▶ [Problem to work on] Reproduce the stretch of the second-embodiment description from "Fig. 7 is a" through "both end portions.", substituting "ink supply port" for each occurrence of "supply port".

▶ [Document section]
------
Hereinafter, a second embodiment of the present invention will be described with reference to the drawings. Note that the basic configuration of the present embodiment is the same as that of the first embodiment, and thus, in the following, only characteristic configurations will be described.
Fig. 7 is a diagram illustrating the back surface of a print element substrate 30 of the present embodiment. The opening of the supply port 18 on the back surface of the print element substrate 30 has a shape in which the opening with is small at both end portions in the longitudinal direction, between which (at portions other than both end portions) a portion having a large opening width and a portion having a small opening width are alternately arranged. This shape of the opening of the supply port 18 makes it possible to prevent cracks of the print element substrate 2 that would occur at the corner portions of the opening ends without decreasing ejection accuracy. Note that the supply port 18 may have multiple different opening widths in the width direction at portions other than both end portions.

(Third Embodiment)

Hereinafter, a third embodiment of the present invention will be described with reference to the drawings. Note that the basic configuration of the present embodiment is the same as that of the first embodiment, and thus, in the following, only characteristic configurations will be described.
------
▶ [Extracted information]
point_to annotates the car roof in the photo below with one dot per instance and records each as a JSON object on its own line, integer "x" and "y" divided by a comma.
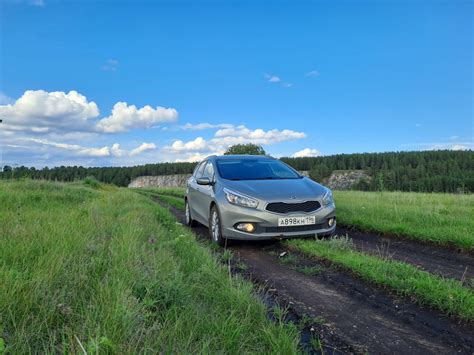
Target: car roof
{"x": 241, "y": 156}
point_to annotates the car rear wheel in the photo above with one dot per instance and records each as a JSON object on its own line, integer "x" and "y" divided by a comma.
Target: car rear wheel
{"x": 215, "y": 227}
{"x": 188, "y": 218}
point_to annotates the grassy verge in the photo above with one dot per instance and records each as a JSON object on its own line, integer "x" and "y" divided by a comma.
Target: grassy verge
{"x": 101, "y": 269}
{"x": 168, "y": 191}
{"x": 439, "y": 218}
{"x": 171, "y": 197}
{"x": 424, "y": 288}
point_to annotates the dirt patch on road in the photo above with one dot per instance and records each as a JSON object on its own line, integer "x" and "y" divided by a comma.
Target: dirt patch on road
{"x": 437, "y": 260}
{"x": 351, "y": 315}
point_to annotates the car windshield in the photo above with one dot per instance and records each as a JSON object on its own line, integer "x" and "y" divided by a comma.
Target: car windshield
{"x": 255, "y": 169}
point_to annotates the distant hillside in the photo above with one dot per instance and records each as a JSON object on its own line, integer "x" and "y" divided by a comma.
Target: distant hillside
{"x": 427, "y": 171}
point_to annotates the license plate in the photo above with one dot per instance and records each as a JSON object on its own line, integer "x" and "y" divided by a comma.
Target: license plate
{"x": 296, "y": 221}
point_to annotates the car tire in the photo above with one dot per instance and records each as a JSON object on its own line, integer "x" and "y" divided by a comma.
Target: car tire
{"x": 215, "y": 227}
{"x": 190, "y": 222}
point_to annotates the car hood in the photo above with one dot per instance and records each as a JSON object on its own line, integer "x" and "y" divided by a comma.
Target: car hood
{"x": 278, "y": 190}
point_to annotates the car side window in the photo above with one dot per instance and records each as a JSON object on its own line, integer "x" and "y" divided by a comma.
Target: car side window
{"x": 200, "y": 170}
{"x": 209, "y": 171}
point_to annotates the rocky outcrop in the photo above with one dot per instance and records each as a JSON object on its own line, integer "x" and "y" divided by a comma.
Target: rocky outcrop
{"x": 339, "y": 180}
{"x": 346, "y": 179}
{"x": 178, "y": 180}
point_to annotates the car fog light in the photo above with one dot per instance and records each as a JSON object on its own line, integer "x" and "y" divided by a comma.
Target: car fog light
{"x": 246, "y": 227}
{"x": 331, "y": 222}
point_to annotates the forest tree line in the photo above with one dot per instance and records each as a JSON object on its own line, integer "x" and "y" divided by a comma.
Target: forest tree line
{"x": 421, "y": 171}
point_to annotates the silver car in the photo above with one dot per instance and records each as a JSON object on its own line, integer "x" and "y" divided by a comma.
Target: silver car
{"x": 252, "y": 197}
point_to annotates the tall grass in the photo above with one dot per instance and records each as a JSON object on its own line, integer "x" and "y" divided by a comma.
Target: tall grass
{"x": 440, "y": 218}
{"x": 107, "y": 270}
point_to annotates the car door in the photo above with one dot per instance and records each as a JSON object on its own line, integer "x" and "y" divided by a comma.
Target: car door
{"x": 206, "y": 192}
{"x": 193, "y": 191}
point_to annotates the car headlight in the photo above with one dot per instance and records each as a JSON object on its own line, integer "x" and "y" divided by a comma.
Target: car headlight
{"x": 240, "y": 200}
{"x": 327, "y": 198}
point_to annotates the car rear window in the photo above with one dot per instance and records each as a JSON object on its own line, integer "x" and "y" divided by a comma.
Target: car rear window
{"x": 255, "y": 169}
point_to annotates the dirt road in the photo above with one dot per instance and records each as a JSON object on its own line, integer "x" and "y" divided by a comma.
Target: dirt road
{"x": 352, "y": 315}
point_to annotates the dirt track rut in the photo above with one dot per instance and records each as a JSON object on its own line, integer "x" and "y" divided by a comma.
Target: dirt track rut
{"x": 437, "y": 260}
{"x": 354, "y": 312}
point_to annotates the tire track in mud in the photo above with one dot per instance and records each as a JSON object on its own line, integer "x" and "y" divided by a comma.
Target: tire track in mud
{"x": 351, "y": 311}
{"x": 437, "y": 260}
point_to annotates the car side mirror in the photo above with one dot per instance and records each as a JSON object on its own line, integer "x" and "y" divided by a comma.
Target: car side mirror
{"x": 204, "y": 181}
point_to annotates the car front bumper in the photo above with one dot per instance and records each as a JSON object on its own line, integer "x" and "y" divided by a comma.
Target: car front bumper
{"x": 267, "y": 223}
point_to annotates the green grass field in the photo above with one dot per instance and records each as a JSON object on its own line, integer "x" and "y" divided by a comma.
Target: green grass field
{"x": 446, "y": 219}
{"x": 432, "y": 217}
{"x": 96, "y": 269}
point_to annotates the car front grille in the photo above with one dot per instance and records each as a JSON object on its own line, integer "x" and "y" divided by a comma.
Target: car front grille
{"x": 282, "y": 207}
{"x": 289, "y": 229}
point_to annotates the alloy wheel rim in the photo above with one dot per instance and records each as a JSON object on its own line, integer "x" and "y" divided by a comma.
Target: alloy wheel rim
{"x": 188, "y": 216}
{"x": 215, "y": 226}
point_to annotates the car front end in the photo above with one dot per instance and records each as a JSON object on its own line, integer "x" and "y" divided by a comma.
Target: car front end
{"x": 283, "y": 215}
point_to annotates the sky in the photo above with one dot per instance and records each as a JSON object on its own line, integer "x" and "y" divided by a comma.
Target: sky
{"x": 120, "y": 83}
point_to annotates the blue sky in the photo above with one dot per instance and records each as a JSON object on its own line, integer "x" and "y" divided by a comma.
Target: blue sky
{"x": 298, "y": 77}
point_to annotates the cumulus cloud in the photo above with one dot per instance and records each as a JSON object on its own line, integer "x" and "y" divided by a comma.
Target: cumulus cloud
------
▶ [Result]
Fig. 7 is a diagram illustrating the back surface of a print element substrate 30 of the present embodiment. The opening of the ink supply port 18 on the back surface of the print element substrate 30 has a shape in which the opening with is small at both end portions in the longitudinal direction, between which (at portions other than both end portions) a portion having a large opening width and a portion having a small opening width are alternately arranged. This shape of the opening of the ink supply port 18 makes it possible to prevent cracks of the print element substrate 2 that would occur at the corner portions of the opening ends without decreasing ejection accuracy. Note that the ink supply port 18 may have multiple different opening widths in the width direction at portions other than both end portions.